### TASK DETAILS
Starting with the line containing "q: black strap" and going on through the line containing "top-left (40, 531), bottom-right (389, 600)", write out those lines again, changing "Reply with" to "Answer with" and leaving everything else as it is.

(Collected data entries)
++++

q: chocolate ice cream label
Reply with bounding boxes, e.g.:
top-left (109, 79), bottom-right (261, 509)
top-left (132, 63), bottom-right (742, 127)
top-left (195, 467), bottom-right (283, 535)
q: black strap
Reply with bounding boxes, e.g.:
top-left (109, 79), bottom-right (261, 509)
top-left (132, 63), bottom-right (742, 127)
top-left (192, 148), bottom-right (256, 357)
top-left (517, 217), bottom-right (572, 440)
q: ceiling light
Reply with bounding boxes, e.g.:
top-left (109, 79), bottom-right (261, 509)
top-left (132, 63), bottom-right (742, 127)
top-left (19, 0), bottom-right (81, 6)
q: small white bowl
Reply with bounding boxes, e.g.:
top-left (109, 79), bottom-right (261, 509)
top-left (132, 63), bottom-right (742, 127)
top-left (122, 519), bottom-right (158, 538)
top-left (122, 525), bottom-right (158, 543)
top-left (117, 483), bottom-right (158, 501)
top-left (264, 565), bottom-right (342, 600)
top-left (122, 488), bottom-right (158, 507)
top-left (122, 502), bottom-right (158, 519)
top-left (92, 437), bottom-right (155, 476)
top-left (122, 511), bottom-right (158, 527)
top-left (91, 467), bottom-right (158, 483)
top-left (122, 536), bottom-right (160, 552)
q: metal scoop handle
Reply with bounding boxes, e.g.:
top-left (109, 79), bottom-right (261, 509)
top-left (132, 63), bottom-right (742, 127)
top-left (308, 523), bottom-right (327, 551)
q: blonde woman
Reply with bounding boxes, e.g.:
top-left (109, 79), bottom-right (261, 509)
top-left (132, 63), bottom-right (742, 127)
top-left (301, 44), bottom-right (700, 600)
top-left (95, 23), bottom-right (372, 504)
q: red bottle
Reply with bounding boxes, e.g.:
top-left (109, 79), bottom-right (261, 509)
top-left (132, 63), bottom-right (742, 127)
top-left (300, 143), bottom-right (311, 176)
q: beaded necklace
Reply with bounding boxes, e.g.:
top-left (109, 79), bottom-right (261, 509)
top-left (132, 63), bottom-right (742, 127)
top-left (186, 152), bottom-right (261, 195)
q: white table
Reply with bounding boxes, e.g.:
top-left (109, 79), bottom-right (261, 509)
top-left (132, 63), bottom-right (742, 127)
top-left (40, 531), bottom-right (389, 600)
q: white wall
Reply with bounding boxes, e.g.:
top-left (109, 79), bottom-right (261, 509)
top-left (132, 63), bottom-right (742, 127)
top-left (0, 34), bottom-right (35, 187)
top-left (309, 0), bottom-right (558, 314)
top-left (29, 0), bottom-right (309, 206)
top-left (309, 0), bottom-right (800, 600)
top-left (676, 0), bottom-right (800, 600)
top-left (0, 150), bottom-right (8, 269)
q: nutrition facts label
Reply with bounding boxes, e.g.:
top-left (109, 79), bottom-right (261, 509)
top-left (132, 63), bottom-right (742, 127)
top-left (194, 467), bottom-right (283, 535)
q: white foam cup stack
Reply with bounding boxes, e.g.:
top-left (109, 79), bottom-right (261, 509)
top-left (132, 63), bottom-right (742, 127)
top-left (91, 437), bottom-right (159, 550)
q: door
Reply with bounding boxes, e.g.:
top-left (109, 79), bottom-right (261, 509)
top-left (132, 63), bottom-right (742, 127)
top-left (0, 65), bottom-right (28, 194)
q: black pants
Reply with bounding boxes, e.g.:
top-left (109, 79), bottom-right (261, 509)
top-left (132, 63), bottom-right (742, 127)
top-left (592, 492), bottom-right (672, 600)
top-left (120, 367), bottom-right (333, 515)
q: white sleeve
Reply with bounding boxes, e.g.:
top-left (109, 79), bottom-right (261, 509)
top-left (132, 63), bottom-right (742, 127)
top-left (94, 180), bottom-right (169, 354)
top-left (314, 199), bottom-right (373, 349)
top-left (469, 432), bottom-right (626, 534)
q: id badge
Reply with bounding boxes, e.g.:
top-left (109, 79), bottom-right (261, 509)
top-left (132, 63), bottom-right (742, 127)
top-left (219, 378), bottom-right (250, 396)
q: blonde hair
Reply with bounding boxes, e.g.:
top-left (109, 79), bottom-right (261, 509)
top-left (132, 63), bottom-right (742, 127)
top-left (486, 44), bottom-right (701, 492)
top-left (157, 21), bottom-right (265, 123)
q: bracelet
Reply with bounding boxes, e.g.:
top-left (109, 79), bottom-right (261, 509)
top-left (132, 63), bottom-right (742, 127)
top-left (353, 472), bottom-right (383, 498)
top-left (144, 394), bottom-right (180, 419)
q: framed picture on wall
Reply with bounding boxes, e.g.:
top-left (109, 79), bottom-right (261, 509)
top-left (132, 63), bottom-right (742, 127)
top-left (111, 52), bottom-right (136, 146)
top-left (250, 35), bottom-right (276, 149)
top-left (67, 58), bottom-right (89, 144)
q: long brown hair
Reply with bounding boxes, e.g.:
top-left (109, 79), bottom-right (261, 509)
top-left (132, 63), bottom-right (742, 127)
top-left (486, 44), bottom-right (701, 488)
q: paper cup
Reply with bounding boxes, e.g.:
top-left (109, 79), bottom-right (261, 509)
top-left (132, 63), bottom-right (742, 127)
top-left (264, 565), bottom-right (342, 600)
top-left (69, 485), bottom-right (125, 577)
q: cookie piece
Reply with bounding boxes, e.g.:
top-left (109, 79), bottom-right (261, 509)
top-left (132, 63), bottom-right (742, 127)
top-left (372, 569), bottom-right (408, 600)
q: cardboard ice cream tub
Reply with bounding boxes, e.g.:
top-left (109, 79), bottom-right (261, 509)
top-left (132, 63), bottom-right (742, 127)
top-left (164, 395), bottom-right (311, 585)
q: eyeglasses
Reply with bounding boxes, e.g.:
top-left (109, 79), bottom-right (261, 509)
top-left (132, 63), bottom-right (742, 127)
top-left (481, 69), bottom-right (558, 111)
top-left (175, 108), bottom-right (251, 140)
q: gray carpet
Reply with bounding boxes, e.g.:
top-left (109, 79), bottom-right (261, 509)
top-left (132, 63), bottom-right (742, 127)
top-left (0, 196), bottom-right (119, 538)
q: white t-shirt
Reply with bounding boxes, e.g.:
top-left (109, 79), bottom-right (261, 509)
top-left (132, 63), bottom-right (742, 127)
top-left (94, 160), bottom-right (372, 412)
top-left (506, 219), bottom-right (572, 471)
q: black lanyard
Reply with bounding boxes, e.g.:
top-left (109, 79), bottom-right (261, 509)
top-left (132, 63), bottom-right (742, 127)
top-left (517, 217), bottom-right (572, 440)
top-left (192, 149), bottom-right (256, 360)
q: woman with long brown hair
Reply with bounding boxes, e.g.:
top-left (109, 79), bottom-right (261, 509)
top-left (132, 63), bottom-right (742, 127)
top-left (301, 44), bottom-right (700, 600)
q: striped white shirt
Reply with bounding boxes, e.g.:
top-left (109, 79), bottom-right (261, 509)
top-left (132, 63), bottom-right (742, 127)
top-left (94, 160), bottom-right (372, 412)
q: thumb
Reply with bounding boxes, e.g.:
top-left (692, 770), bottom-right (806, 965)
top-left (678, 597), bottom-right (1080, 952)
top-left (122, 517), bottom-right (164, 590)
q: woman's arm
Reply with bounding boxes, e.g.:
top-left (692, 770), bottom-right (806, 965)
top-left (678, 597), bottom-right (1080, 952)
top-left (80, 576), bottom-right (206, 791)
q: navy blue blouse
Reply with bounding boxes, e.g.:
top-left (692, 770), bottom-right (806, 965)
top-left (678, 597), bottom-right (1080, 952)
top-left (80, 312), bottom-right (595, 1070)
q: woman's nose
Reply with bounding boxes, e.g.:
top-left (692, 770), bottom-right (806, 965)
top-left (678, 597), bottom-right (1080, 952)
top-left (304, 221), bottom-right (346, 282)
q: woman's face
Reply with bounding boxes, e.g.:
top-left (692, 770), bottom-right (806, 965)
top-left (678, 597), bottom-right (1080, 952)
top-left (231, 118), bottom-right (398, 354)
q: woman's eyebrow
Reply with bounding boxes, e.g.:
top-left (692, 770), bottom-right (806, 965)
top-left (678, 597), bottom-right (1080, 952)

++++

### REPLY TO THE EXERCISE
q: black strap
Answer with bounding boxes, e.g.:
top-left (109, 79), bottom-right (261, 509)
top-left (132, 63), bottom-right (742, 127)
top-left (192, 148), bottom-right (256, 357)
top-left (517, 217), bottom-right (572, 440)
q: ceiling light
Answer with bounding boxes, e.g.:
top-left (109, 79), bottom-right (261, 509)
top-left (132, 63), bottom-right (742, 127)
top-left (19, 0), bottom-right (81, 6)
q: small white bowl
Answer with bounding boxes, e.g.:
top-left (109, 79), bottom-right (261, 509)
top-left (132, 63), bottom-right (742, 127)
top-left (122, 519), bottom-right (158, 538)
top-left (122, 525), bottom-right (158, 543)
top-left (117, 483), bottom-right (158, 501)
top-left (264, 565), bottom-right (342, 600)
top-left (122, 488), bottom-right (158, 507)
top-left (122, 502), bottom-right (158, 519)
top-left (92, 437), bottom-right (155, 476)
top-left (122, 511), bottom-right (158, 527)
top-left (91, 467), bottom-right (158, 483)
top-left (122, 536), bottom-right (160, 552)
q: metal scoop handle
Answer with bounding boxes, e.g.:
top-left (109, 79), bottom-right (261, 509)
top-left (132, 63), bottom-right (742, 127)
top-left (308, 523), bottom-right (327, 551)
q: blonde woman
Answer with bounding boxes, e.g.:
top-left (109, 79), bottom-right (261, 509)
top-left (132, 63), bottom-right (742, 127)
top-left (301, 44), bottom-right (700, 600)
top-left (95, 23), bottom-right (372, 504)
q: red bottle
Answer with bounding boxes, e.g.:
top-left (109, 79), bottom-right (261, 509)
top-left (132, 63), bottom-right (742, 127)
top-left (300, 143), bottom-right (311, 176)
q: beaded necklace
Answer with bounding boxes, e.g.:
top-left (109, 79), bottom-right (261, 509)
top-left (132, 63), bottom-right (742, 127)
top-left (186, 152), bottom-right (261, 195)
q: white table
Answer with bounding boxes, e.g.:
top-left (109, 79), bottom-right (261, 509)
top-left (132, 63), bottom-right (742, 127)
top-left (40, 531), bottom-right (389, 600)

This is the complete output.